TASK LIST:
1) From the thread on TV sound advice, list every piece of audio equipment named in the post by Dave Sal.
2) Answer these questions from the thread on TV sound advice:
(a) What price range do the soundbars in hyunelan2's Amazon link fall in?
(b) Which Creative model are supers05's speakers?
(c) What discounted price has Head_Unit seen for the Cambridge Audio product?

EXTRACT TO READ:
========
# Sound Advice



## hyunelan2 (Aug 14, 2007)

Bose is more or less paying for the name. Many of the high-end audiophiles will tell you that they are mediocre speakers with a cleaver marketing department.

You have approximately one-billion different options you can explore. If you just want a sound-bar + subwoofer setup (instead of different surround speakers), that's about as simple as you can go. They also make soundbars with wireless surround speakers if you want that additional level of depth. 

I would suggest going to Amazon, entering in your price range, and looking at reviews of things within that range. That's probably the place to find the largest sample size of what people think about particular products. Here is a link of all soundbars, $350-$450, sorted by average review: LINK

I have a soundbar+subwoofer setup in my livingroom. While it's way nicer than TV speakers, it doesn't really compare to actually having surround channels, like I have in the family room downstairs.


EDIT: If you want basic, you can also get the job done for much cheaper. I've heard <$150 soundbars from Target that sound good enough for TV/movie use.


----------



## Dave Sal (Dec 20, 2012)

When I first got my plasma TV (a 42" Panasonic) I wanted to improve the sound temporarily until I got a 3.1 sound system. I had a Bose Wave Radio and hooked it up, convinced that it would sound better than the tiny TV speakers. Wrong. The TV speakers sounded better with more clarity and bass. Unbelievable. Bose is way overrated and priced about three times over their actual value. I ended up buying a pair of Definitive Technology ProMonitor 800's ($150 each) and a ProCenter 1000 ($200) powered by an old Denon 5.1 receiver along with a Definitive Tech PF15 powered sub that I already had. The sound is amazingly clear and dynamic, with excellent dialogue clarity from the center channel. You should audition speakers yourself to find what sounds good to you as everyone is different when it comes to sound quality.


----------



## supers05 (May 23, 2015)

My speakers are from creative. 5.1 They are the z5500, but there's a successor to them now. Relatively inexpensive for a decent quality system with a integrated receiver. Note: it's all or nothing with these types, like the sound bars. If the control pod breaks, you're buying a whole new system. 

The sound bars can be nice. When designed right and not over driven, they can create simulated 5.1 fairly decently. Do not skimp on the power level, as pushing most systems to the max will kill your quality. Go with the best that you can afford on the budget, then enjoy. 

I too look poorly on some of the big name brands that you see on the big box stores. Like bose. Way over sold, more so by the salesmen at the stores then the brands. 

Cheers!


----------



## Head_Unit (Jan 26, 2010)

maddog1 said:


> I just got a 55" LG flat screen. It's on the wall. Now I would like a sound system, for the fun of watching action movies, sports, etc. with that big sound. The room is 14' x 12' & with carpeting in case that makes a difference.
> 
> I'm really confused over what I should be looking for. I'm thinking a soundbar & a woffer.


I'm a loudspeaker design engineer, and very picky about sound. This thing
https://www.cambridgeaudio.com/products/tv-sound/tvb2
really surprised me and my friend with how lovely it sounded watching a variety of concerts at an audio show. Super musical. I've seen it discounted to $399. Now, a full-on system can sound even better than that, it just depends how much you want to complicate things a bit more.


----------
========
MATERIAL SUPPLIED:
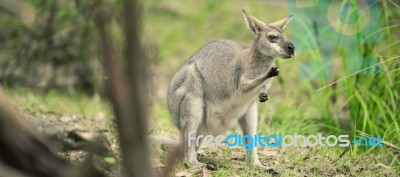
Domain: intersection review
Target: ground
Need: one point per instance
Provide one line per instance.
(95, 114)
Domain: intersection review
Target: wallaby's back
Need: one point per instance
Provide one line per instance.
(210, 73)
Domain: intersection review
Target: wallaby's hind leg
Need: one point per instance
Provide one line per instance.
(191, 109)
(248, 123)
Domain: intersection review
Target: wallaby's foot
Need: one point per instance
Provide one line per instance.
(274, 71)
(263, 97)
(260, 166)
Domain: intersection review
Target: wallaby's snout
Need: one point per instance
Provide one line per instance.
(270, 39)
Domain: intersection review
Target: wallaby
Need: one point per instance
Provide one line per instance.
(217, 87)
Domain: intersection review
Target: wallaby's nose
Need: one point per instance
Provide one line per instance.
(290, 47)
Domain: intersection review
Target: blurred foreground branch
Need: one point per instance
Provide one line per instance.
(23, 152)
(126, 89)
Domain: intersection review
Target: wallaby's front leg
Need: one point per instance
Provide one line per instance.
(263, 97)
(249, 84)
(192, 115)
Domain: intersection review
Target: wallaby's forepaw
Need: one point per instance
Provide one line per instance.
(263, 97)
(274, 71)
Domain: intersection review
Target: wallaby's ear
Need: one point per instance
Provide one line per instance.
========
ANSWERS FOR THE TASKS:
1)
- Bose Wave Radio
- Definitive Technology ProMonitor 800's (a pair, $150 each)
- ProCenter 1000 ($200)
- Old Denon 5.1 receiver
- Definitive Tech PF15 powered sub

2)
(a) $350-$450
(b) The z5500
(c) $399